Referring expression data:
=== Begin Enclosure ===

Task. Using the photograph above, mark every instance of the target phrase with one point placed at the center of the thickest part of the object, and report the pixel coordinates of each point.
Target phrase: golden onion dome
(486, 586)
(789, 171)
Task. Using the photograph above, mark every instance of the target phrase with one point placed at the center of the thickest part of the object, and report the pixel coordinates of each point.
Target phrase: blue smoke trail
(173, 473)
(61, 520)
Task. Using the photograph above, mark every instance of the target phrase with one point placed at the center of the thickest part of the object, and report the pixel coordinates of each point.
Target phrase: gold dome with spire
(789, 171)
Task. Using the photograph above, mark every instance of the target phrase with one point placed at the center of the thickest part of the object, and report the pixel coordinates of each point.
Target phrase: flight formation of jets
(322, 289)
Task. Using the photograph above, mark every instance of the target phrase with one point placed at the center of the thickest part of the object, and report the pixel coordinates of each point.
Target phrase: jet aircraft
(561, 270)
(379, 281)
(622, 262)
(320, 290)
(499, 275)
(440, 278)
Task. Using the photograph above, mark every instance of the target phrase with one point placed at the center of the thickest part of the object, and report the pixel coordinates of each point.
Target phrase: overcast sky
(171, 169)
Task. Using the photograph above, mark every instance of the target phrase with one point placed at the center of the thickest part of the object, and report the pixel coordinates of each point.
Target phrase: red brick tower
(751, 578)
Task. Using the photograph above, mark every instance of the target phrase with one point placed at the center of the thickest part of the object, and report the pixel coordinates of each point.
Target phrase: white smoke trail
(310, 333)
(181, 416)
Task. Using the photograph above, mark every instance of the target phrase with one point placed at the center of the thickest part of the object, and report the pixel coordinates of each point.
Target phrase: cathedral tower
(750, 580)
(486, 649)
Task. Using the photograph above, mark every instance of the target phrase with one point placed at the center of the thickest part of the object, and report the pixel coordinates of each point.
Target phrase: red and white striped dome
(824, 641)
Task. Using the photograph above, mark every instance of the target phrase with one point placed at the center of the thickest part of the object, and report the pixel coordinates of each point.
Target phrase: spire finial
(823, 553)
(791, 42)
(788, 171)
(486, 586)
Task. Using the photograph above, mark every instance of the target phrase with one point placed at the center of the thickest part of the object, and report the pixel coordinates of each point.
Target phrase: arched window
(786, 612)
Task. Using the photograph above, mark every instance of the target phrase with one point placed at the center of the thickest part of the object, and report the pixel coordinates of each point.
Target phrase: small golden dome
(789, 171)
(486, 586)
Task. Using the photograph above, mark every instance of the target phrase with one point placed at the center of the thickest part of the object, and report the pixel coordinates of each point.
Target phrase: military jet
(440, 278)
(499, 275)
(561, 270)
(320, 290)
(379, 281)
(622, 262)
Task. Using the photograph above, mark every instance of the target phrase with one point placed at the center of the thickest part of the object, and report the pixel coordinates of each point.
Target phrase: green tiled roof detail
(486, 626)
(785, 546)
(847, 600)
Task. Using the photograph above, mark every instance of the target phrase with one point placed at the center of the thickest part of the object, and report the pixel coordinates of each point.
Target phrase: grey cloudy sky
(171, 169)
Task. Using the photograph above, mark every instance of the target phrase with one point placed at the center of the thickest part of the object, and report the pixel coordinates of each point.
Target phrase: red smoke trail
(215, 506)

=== End Enclosure ===

__THE TASK__: This exercise calls for every record above to be written out again exactly.

__RESPONSE FOR THIS EXERCISE__:
Task. Using the photograph above, mark every instance of the target phrase with one point placed at the center of the thickest part of the object, and report the pixel coordinates of each point.
Target phrase: golden onion dome
(486, 586)
(789, 171)
Task. Using the photograph above, mark every instance of the target phrase with one point placed at the center of the thickest part of the object, and report the pixel coordinates of each point.
Target phrase: blue smoke trail
(173, 473)
(61, 520)
Task. Using the photograph above, mark every instance of the target phrase with one point placed at the center of the thickest part of the object, and report the pixel coordinates of each point.
Target phrase: gold dome with spire
(789, 171)
Task. Using the photograph above, mark every instance of the target phrase with one point placed at the center of the thickest part of the object, and report the pixel coordinates of each point.
Target phrase: flight formation of jets
(322, 289)
Task. Using the photograph above, mark every instance of the target phrase with one point placed at the center of the thickest part of the object, and report the pixel coordinates of each point.
Target phrase: jet aircraft
(561, 270)
(379, 281)
(622, 262)
(320, 290)
(499, 275)
(440, 278)
Task. Using the photograph above, mark every instance of the target phrase with one point placed at the center of the thickest part of the object, and report the pixel coordinates of each point.
Target phrase: overcast sky
(171, 169)
Task. Using the photograph above, mark every instance of the target phrase with one point placed at the center of the thickest part of the object, and report the pixel coordinates of each point.
Target phrase: red brick tower
(751, 578)
Task. Using the photograph above, mark every instance of the target phrase with one point placed at the center of the thickest part of the object, and report the pixel coordinates of each point.
Target phrase: white smoke trail
(310, 333)
(181, 416)
Task. Using the photograph above, mark every instance of the target phrase with one point placed at the center of the thickest part of the object, and report the pixel coordinates of each point.
Target phrase: cathedral tower
(750, 580)
(486, 649)
Task. Using the photograph above, mark every instance of the target phrase with one point placed at the center of the thickest part of the object, and report the pixel coordinates of each point.
Target phrase: red and white striped dome
(824, 641)
Task. Using the photograph above, mark every instance of the target phrase with one point placed at the center of the thickest part of the object, and report the pixel coordinates of each point.
Target phrase: spire finial
(823, 553)
(791, 42)
(788, 171)
(486, 586)
Task. Using the photograph above, mark every instance of the target phrase with one point placed at the center of the thickest part of the object, and report the pixel coordinates of each point.
Target phrase: arched window
(786, 612)
Task. Using the photograph above, mark every instance of the target phrase with one point placed at the center of the thickest part of the object, and report the pixel coordinates of each point.
Target phrase: small golden dome
(789, 171)
(486, 586)
Task. Using the photograph above, mark every instance of the target phrase with one point placed at the center of the thickest part of the object, and report the pixel coordinates of each point.
Target phrase: military jet
(440, 278)
(499, 275)
(561, 270)
(320, 290)
(379, 281)
(622, 262)
Task. Using the photograph above, mark every instance of the target phrase with one point placed at the center of the thickest part of the object, and report the pixel coordinates of each point.
Target phrase: green tiled roof detail
(486, 626)
(785, 546)
(847, 600)
Task. Using the photograph above, mark every instance of the target phrase with one point placed at the center of the thickest part of the object, and report the pixel coordinates of each point.
Target phrase: grey cloudy sky
(171, 169)
Task. Using the photograph above, mark every instance of the target phrase with one point placed at the center of the thickest part of the object, and report the pixel coordinates of each point.
Target phrase: red smoke trail
(215, 506)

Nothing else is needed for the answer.